## [REQUEST]
Set out every one of the lines below as a numbered list, omitting blank lines and leaving the pictures out.

___

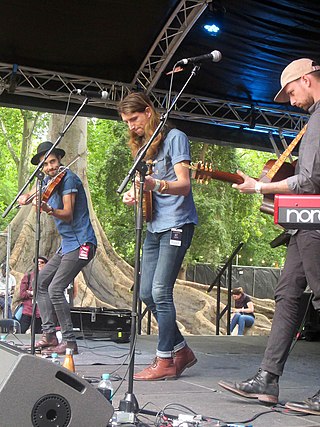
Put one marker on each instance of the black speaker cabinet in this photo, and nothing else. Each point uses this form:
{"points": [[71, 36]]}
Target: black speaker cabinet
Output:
{"points": [[35, 392], [101, 323]]}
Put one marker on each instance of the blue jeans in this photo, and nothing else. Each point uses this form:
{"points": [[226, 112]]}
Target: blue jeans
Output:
{"points": [[161, 264], [242, 320], [53, 279]]}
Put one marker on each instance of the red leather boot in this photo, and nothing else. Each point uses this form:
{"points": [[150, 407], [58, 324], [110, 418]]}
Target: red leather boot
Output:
{"points": [[160, 369], [184, 359]]}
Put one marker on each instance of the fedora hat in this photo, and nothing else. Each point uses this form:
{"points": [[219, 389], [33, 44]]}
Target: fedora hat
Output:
{"points": [[43, 148]]}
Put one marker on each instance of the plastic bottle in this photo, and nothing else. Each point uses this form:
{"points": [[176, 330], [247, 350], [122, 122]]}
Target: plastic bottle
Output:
{"points": [[68, 362], [105, 387], [55, 358]]}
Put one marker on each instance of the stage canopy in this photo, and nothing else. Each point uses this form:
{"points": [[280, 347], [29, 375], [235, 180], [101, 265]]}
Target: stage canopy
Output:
{"points": [[50, 48]]}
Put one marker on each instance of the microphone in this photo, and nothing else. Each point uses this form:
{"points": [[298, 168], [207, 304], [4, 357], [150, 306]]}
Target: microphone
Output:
{"points": [[91, 94], [214, 56]]}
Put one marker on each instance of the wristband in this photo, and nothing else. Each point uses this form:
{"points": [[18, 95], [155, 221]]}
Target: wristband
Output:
{"points": [[257, 187], [156, 185]]}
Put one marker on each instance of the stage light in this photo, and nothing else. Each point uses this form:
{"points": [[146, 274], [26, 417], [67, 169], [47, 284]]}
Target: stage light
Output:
{"points": [[214, 18], [212, 29]]}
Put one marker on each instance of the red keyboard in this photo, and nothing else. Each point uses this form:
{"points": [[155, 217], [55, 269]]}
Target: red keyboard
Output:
{"points": [[300, 211]]}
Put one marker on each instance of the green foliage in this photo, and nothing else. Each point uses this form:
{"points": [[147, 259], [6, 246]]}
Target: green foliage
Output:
{"points": [[11, 136], [109, 162]]}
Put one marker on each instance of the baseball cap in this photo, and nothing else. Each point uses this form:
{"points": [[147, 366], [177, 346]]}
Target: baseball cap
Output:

___

## [RESPONSE]
1. Put one marker on each instance of the black speaker cabinet in this photo, and nothing else. Each point uses this form:
2. {"points": [[71, 36]]}
3. Target: black speaker cabinet
4. Output:
5. {"points": [[35, 392], [101, 323]]}
6. Put one marker on each instance of the blue jeans in this photo, and nothing else. Each point uses this form:
7. {"points": [[226, 112]]}
8. Target: blue jeans
9. Output:
10. {"points": [[161, 264], [242, 320], [53, 279]]}
11. Put one marker on each instance of the red leather boot in this photo, and nothing else. Each point uses this form:
12. {"points": [[150, 407], [58, 324], [110, 418]]}
13. Target: red leather boot
14. Output:
15. {"points": [[160, 369], [184, 359]]}
16. Put one marker on each instance of the fedora hat in this photo, and nothing else. Each point uses this form:
17. {"points": [[219, 389], [33, 44]]}
18. Target: fedora hat
19. Output:
20. {"points": [[43, 148]]}
21. Put one marker on each instance of the plastic bottle in this photo, and nothing else. Each point uses this form:
22. {"points": [[176, 330], [247, 350], [122, 122]]}
23. Target: plastic bottle
24. Output:
25. {"points": [[68, 362], [105, 387], [55, 358]]}
26. Put one marker on each instance of the stage canopy in this photo, and nothing else. Each point uses this form:
27. {"points": [[280, 347], [29, 375], [235, 180], [101, 265]]}
28. Target: stage canopy
29. Output:
30. {"points": [[50, 48]]}
31. Put one marker on each instance of the microphone in this photo, and nothing else. Each point uses this form:
32. {"points": [[298, 168], [207, 304], [4, 357], [150, 306]]}
33. Target: microphone
34. Output:
35. {"points": [[91, 94], [214, 56]]}
36. Put one marker on each instance of the wristband in this photo, and nothing else. Each point uses this form:
37. {"points": [[18, 95], [155, 221]]}
38. Target: wristband
39. Output:
40. {"points": [[257, 187], [156, 185]]}
41. Put one marker on each instance of the stage light in this photo, and nothing else. Each point uses this form:
42. {"points": [[146, 274], [26, 417], [67, 169], [47, 284]]}
43. Target: stage light
44. Output:
45. {"points": [[214, 18], [212, 29]]}
46. Put one marker on each instance of the red keyboard in this photo, and nothing else. Each point uses this form:
47. {"points": [[155, 217], [55, 269]]}
48. Target: red keyboard
49. Output:
50. {"points": [[300, 211]]}
51. Put one marker on each instance of the green foliage in this photo, and nothing else. Each point uses this form:
52. {"points": [[147, 259], [6, 246]]}
53. Target: green foliage
54. Output:
55. {"points": [[11, 136], [109, 162]]}
56. Put one marker on each instance of the baseball cap in this photo, and nothing else. Each point uses this form:
57. {"points": [[147, 366], [177, 346]]}
58. Target: baseball cap
59. Output:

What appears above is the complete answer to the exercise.